#### Text provided:

HELP! Harvey bit me


MacDaddy

Recommended Posts

Once you remove the spare disk, and start the array, you should be able to see the content of the failed disk being emulated. If not, do not proceed with the rebuild. Something is wrong. Do no array writes! Fix the problem and start again. If it is emulated and there are critical files on that disk, I'd suggest copying the data off to a workstation while everything is working.

 

You could actually copy the entire disk, file by file, over the network or to an unassigned devices in this manner and never need to rebuild. The advantage is that as each file is copied, it is safe. When doing a rebuild, the entire disk has to be rebuilt in order to recover all your files. If it fails half way through, you have a jumbled mess and no idea what is valid and what is not. I actually like this method better, especially if the diskr in the array are "fragile" (SMART errors, old, been through a flood :) , etc.)

 

You are doing everything right including asking the right questions here. Too often people try to recover in the heat of a stressful situation and make things worse. Congrats for keeping a cool head. You're not home free yet though. Good luck!!

  • Upvote 1
Link to comment

Thanks.  That's good advice.  So far I've had 7 individual files that didn't copy cleanly.  I've been able to retry and get three to copy.  I've been able to reboot and get two more to copy.  So far only one has permanent I/O errors.

 

I like the idea of pulling the files off individually from a emulated drive.  I need to do this "locally" if possible with an unassigned device.  I'm assuming that there is a mount point in Linux that represents the emulated disk (is it the /mnt/user)?  Or does a /mnt/diskX show up for emulated disk?

Link to comment
14 minutes ago, MacDaddy said:

I like the idea of pulling the files off individually from a emulated drive.  I need to do this "locally" if possible with an unassigned device.  I'm assuming that there is a mount point in Linux that represents the emulated disk (is it the /mnt/user)?  Or does a /mnt/diskX show up for emulated disk?

 

Only disks in the parity array can be emulated. Emulation consists of calculating the missing disks data from parity and all the other array disks. It is not possible to emulate an unassigned device.

#### Tasks for this exercise:
(a) Output the passage of the forum thread, everything from "You are doing" down to "permanent I/O errors.".
(b) In the forum thread, how many of the files that did not copy cleanly were recovered by retrying?
(c) List the conditions that the forum thread gives as examples of disks in the array being "fragile."
The lines further down the page are not needed.

#### Supplied material:
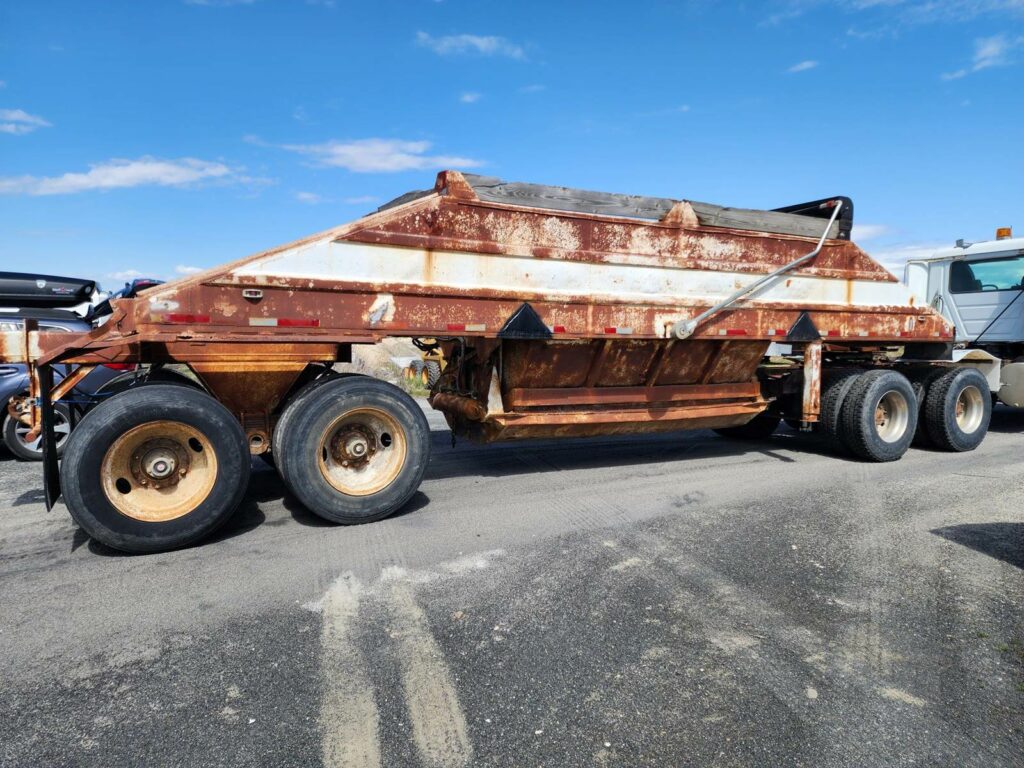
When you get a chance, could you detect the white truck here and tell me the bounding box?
[904,227,1024,408]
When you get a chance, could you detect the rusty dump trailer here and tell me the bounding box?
[0,171,991,552]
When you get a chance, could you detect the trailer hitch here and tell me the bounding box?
[672,200,843,339]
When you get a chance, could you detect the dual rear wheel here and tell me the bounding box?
[60,376,430,552]
[716,368,992,462]
[820,368,992,462]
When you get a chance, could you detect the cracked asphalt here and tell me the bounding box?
[0,409,1024,768]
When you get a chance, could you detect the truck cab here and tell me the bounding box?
[904,228,1024,408]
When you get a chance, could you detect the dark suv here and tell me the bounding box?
[0,307,135,461]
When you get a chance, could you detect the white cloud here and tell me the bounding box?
[416,32,526,58]
[284,138,482,173]
[942,33,1024,80]
[786,59,818,74]
[106,269,142,283]
[850,224,889,243]
[0,110,51,136]
[868,243,937,279]
[0,157,237,196]
[763,0,1024,30]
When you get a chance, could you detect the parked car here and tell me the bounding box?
[0,307,135,461]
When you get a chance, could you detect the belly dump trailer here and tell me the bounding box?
[0,171,991,552]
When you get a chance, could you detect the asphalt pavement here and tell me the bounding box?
[0,409,1024,768]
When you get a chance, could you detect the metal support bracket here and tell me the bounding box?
[672,200,843,339]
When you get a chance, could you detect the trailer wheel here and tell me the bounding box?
[818,368,864,440]
[715,414,782,440]
[924,368,992,452]
[840,369,918,462]
[272,370,361,483]
[60,384,251,552]
[3,402,71,462]
[278,376,430,524]
[910,369,945,447]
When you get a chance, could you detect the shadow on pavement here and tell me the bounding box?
[988,406,1024,434]
[932,522,1024,569]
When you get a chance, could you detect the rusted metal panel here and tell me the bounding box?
[802,342,821,422]
[506,381,761,411]
[50,366,96,402]
[0,167,952,439]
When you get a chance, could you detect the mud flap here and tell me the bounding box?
[39,366,60,511]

#### Expected outputs:
(a)
You are doing everything right including asking the right questions here. Too often people try to recover in the heat of a stressful situation and make things worse. Congrats for keeping a cool head. You're not home free yet though. Good luck!!

  • Upvote 1
Link to comment

Thanks.  That's good advice.  So far I've had 7 individual files that didn't copy cleanly.  I've been able to retry and get three to copy.  I've been able to reboot and get two more to copy.  So far only one has permanent I/O errors.

(b) Three

(c)
- SMART errors
- old
- been through a flood